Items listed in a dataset
· · ·

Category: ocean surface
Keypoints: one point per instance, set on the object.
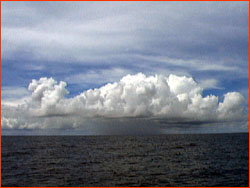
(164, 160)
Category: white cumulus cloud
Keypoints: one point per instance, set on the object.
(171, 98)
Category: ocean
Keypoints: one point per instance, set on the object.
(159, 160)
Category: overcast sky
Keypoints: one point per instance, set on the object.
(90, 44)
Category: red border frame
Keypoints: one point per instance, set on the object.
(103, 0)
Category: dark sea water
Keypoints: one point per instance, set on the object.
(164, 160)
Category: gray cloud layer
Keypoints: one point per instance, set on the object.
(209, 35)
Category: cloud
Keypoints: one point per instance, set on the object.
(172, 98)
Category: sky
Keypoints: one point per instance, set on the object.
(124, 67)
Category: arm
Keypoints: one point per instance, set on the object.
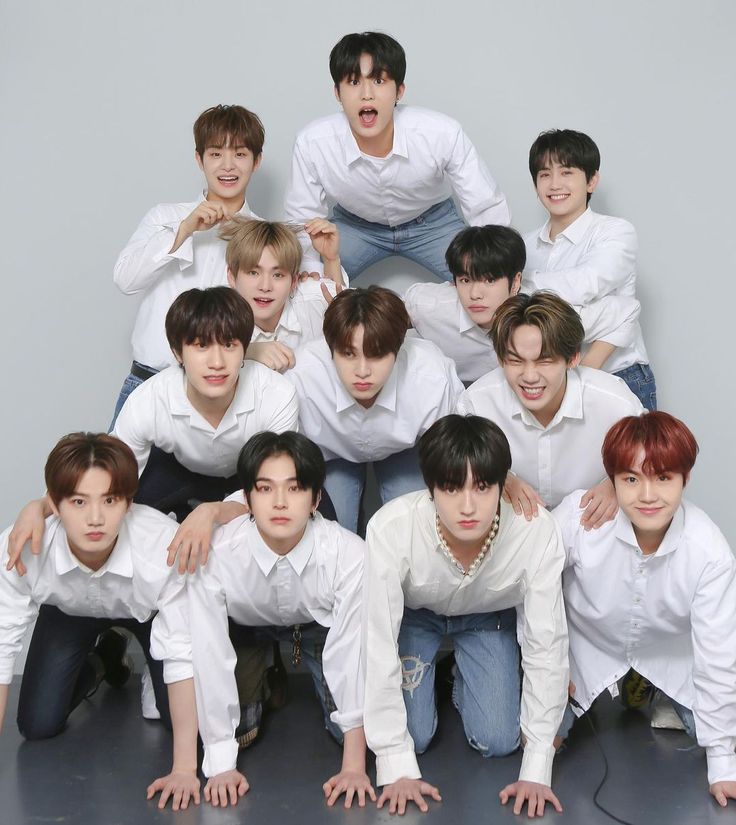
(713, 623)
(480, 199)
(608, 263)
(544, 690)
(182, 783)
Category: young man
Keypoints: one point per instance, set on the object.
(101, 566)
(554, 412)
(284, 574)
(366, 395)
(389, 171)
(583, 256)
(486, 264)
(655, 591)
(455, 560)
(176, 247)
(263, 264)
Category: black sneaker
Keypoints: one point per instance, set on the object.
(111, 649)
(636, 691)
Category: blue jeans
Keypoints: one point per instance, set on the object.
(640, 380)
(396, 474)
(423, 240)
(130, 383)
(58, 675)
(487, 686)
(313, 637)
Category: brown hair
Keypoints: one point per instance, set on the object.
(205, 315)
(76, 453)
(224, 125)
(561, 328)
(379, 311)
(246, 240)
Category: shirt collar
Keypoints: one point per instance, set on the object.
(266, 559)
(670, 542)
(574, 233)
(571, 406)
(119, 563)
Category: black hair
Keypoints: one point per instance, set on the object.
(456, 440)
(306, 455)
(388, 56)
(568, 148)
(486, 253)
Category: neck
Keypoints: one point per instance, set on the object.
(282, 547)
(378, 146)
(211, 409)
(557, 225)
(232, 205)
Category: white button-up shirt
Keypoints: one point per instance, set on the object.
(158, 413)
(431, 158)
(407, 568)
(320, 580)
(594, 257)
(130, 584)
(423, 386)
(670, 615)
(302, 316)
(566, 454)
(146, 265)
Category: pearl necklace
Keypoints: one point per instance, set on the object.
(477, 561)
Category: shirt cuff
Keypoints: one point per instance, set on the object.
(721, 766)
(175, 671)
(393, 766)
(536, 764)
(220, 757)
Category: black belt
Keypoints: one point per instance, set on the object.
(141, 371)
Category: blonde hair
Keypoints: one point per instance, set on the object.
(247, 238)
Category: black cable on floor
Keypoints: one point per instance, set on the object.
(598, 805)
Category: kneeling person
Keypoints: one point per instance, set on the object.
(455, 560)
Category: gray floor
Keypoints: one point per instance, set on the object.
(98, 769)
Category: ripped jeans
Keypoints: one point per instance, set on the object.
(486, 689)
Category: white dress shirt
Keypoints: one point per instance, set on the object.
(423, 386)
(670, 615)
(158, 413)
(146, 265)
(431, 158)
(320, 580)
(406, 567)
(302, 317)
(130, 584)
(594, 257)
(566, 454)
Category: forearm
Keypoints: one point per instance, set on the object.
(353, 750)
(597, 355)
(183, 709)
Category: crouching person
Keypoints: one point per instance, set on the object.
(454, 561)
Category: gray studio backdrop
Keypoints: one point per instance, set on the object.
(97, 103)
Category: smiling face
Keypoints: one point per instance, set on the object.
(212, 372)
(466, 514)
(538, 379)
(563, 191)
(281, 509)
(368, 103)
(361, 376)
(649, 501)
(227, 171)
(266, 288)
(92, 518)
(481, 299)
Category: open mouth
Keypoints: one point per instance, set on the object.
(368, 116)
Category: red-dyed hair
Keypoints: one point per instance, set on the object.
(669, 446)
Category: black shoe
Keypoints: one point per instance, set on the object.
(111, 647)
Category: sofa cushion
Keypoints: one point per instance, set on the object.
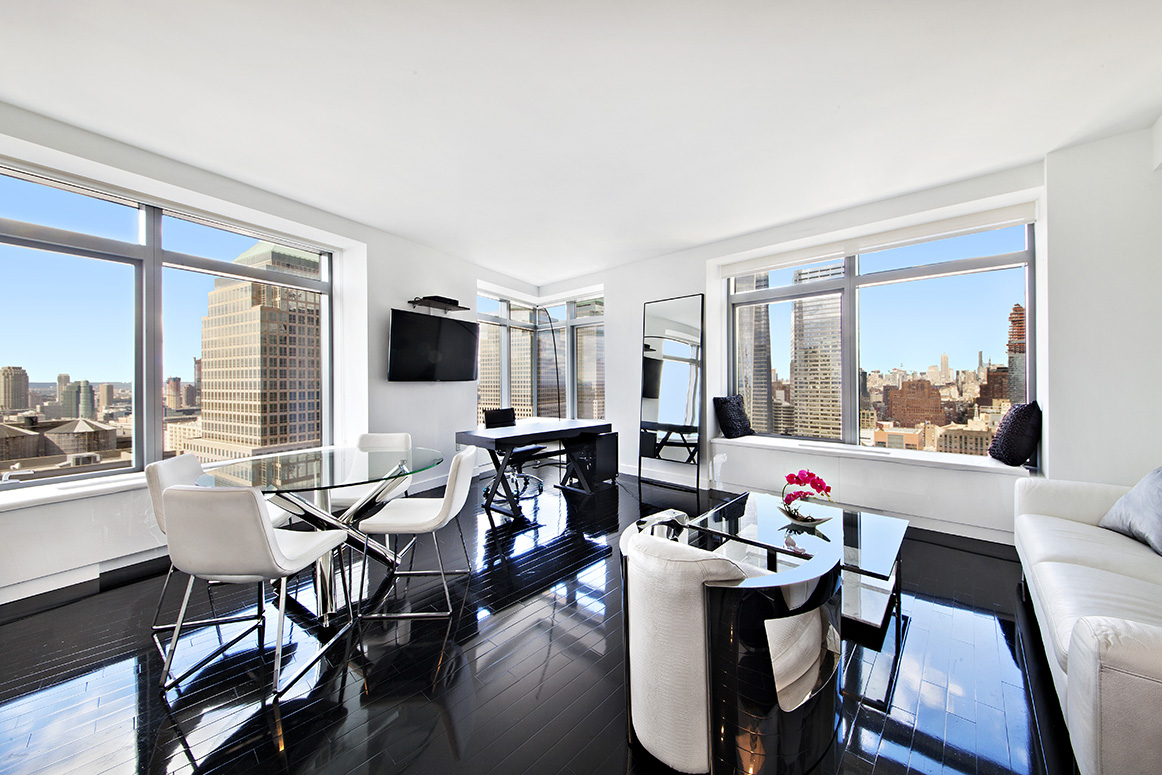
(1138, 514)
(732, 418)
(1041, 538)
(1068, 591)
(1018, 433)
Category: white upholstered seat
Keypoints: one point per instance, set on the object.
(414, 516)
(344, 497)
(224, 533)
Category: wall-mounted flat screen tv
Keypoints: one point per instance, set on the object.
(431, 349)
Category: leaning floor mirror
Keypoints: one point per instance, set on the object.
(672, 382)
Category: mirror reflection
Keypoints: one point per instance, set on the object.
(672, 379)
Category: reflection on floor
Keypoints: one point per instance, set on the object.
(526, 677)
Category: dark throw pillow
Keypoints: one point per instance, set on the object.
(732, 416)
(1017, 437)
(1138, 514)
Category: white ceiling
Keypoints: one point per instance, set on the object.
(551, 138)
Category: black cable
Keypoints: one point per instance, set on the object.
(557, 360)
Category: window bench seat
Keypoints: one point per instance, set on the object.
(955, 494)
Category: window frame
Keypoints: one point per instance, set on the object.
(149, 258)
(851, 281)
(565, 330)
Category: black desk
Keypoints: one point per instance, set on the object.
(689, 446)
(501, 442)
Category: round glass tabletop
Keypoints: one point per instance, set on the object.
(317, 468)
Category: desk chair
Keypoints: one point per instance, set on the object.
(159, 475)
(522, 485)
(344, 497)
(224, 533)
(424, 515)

· · ·

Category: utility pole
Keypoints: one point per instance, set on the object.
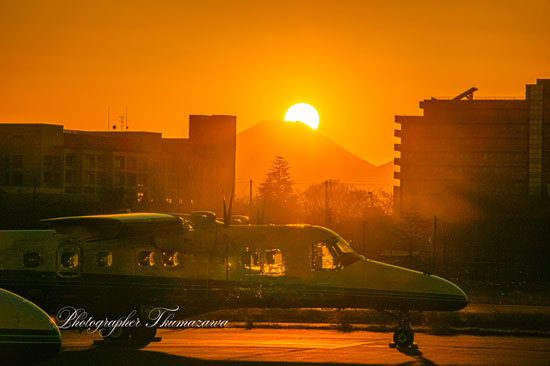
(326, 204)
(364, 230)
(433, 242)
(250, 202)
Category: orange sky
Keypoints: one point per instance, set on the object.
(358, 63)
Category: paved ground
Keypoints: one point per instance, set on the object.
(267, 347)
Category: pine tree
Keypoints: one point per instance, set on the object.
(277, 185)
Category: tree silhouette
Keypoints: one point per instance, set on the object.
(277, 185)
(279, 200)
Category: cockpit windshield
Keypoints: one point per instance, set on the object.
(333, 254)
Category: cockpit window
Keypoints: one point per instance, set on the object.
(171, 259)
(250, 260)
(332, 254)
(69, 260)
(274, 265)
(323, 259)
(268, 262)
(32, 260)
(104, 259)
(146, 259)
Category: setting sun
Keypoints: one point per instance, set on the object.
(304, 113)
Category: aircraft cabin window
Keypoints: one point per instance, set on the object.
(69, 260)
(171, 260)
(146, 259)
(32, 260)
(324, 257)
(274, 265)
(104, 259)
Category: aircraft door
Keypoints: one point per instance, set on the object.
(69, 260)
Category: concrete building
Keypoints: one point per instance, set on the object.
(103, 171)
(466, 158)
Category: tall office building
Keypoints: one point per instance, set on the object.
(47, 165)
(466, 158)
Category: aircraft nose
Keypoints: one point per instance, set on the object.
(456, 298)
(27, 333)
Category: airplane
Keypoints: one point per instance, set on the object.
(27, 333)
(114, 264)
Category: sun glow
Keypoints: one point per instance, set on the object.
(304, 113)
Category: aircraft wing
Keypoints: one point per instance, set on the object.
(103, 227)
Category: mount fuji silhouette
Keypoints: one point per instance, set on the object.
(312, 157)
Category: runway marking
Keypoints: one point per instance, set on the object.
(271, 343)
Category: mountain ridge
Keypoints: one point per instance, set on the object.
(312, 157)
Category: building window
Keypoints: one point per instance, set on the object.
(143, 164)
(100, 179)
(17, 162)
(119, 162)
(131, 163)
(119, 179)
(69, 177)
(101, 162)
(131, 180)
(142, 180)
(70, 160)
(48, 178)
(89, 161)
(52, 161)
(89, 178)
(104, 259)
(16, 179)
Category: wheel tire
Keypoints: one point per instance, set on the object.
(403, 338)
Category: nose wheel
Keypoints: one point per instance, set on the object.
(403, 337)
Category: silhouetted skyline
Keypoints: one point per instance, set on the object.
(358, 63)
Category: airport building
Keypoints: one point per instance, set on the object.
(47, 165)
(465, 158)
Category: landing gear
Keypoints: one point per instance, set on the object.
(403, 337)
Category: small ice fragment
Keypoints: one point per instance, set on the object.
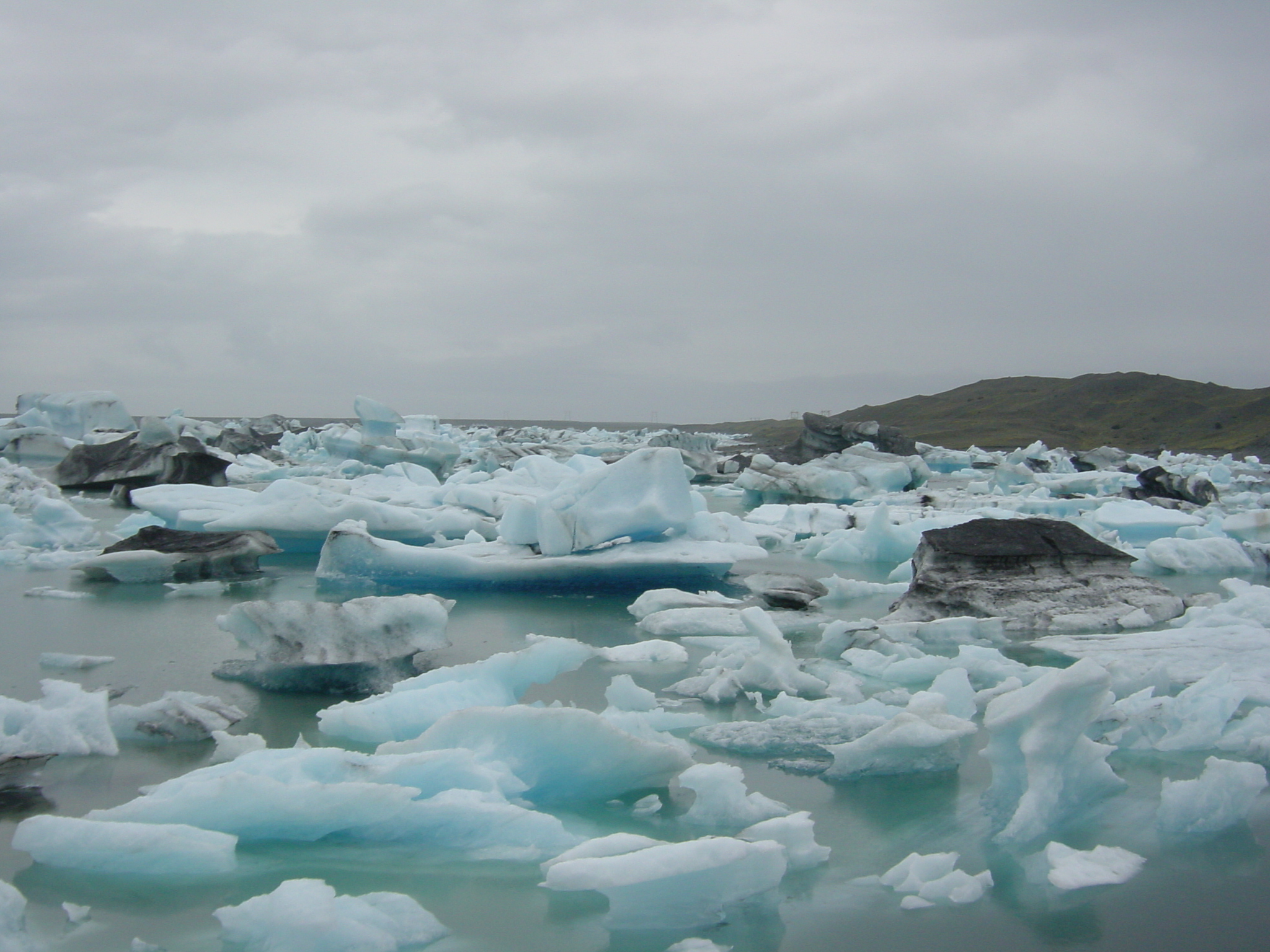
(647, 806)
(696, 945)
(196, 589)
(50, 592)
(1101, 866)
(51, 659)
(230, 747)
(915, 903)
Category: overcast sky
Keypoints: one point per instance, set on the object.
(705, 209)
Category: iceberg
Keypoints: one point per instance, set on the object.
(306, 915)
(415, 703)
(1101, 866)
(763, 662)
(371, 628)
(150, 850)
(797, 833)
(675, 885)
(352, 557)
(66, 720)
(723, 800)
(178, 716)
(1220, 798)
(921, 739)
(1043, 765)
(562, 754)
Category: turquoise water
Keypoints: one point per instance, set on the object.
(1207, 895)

· · ·

* _What the exercise asks_
Please rewrite the material from the line with "Category: black belt" up to and including the line with "(1018, 433)" as a two-column CSV with the columns text and answer. Give one row for each text and its answer, put each value in a single quoted field with line breaks replaced by spaces, and leave out the pictures.

* _Solution to this exercise_
text,answer
"Category: black belt Keypoints: one point per instance, set on the object.","(141, 371)"
"Category: blonde hair Keypoints: one point per instance, set on the object.","(247, 238)"
"Category: black cable on floor Keypoints: one point per instance, set on the object.","(598, 805)"
"Category: kneeling person Keypoints: one point per instance, set on the object.","(455, 560)"
"Category: gray floor Keypoints: one point per instance, set on the object.","(98, 769)"
"Category: ripped jeans Keypoints: one point per instance, set on the object.","(486, 689)"
"Category: white dress shirt Keypoints: one point per instance, set on the object.","(423, 386) (670, 615) (158, 413) (146, 265) (431, 158) (320, 580) (406, 567) (302, 317) (130, 584) (594, 257) (566, 454)"
"Category: forearm Keypoints: one point per instance, set on the object.","(353, 750) (597, 355) (183, 709)"
"Category: crouching person Keypoints: one point per instance, set on the object.","(454, 561)"
"Category: gray studio backdrop Keypoints: one point per instance, set on the object.","(97, 103)"
"Category: smiling face Keypoints: one point per instance, set on the object.","(212, 372) (466, 514) (538, 379) (563, 191) (281, 509) (368, 103) (361, 376) (649, 501) (227, 171) (266, 288) (92, 518) (481, 299)"
"Category: open mouth Keypoints: one point per instance, set on the object.","(368, 116)"
"Category: red-dyed hair Keypoints: one point per instance, set on the object.","(669, 446)"
"Category: black shoe Keypoints: one point per instance, set on the object.","(111, 647)"
"Category: sofa cushion Keypoints: one point per instance, set on the object.","(1138, 514) (732, 418) (1041, 538) (1068, 591) (1018, 433)"